Short task
In the rows from the line containing "Guideline: for every instance of the small" down to the line containing "<point>307,355</point>", change "small bowl of sauce" to "shallow dish of sauce". Output only those lines, with everything else left as is.

[Start Records shown]

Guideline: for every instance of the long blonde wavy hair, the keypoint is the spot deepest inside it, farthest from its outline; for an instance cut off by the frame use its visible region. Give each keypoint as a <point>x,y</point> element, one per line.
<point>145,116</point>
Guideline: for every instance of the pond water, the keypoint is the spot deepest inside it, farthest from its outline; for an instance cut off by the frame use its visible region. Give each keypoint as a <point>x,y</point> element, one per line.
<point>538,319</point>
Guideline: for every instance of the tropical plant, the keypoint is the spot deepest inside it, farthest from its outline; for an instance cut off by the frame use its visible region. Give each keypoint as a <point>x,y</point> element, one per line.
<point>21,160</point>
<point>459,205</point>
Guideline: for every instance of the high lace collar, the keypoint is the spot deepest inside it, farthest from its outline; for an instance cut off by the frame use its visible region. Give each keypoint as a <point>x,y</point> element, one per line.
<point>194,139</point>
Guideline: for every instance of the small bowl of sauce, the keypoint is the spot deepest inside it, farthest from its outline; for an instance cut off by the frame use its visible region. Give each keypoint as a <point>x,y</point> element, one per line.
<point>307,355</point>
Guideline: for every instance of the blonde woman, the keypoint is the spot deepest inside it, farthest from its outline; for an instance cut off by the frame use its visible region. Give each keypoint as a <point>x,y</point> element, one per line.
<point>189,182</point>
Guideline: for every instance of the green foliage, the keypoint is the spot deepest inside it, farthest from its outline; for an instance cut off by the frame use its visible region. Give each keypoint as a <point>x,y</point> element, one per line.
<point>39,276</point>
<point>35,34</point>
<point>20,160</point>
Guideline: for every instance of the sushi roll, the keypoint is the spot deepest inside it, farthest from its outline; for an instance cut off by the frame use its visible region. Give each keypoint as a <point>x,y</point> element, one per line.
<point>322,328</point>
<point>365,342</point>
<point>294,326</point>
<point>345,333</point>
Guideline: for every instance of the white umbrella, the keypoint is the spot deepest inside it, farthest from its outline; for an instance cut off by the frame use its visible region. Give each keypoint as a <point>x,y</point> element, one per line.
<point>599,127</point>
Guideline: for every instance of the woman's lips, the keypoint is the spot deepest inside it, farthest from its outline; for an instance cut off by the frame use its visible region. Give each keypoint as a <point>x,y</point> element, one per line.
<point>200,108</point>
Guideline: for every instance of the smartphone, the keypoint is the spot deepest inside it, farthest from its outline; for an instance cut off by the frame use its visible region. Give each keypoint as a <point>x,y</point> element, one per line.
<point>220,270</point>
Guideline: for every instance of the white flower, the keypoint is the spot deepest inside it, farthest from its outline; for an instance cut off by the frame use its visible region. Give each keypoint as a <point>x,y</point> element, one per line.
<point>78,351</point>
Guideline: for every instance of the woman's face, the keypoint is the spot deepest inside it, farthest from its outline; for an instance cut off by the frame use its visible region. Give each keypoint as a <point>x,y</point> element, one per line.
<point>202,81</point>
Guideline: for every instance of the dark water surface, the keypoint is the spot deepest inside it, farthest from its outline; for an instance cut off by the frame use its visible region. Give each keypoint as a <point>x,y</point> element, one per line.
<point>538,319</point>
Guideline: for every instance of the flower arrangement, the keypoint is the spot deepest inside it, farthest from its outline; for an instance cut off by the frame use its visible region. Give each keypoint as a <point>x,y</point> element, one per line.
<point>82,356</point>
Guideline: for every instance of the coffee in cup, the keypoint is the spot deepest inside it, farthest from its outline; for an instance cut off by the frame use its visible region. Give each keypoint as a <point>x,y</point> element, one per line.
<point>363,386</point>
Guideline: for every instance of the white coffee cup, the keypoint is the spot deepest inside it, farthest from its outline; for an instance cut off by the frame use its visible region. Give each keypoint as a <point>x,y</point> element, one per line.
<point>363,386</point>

[End Records shown]

Answer
Guideline: for every instance of the shallow dish of sauce, the keypoint is the spot deepest inside it, farthest from its outline; for an instance cut off by the frame use its visible region. Give each keypoint as a <point>x,y</point> element, one per line.
<point>307,355</point>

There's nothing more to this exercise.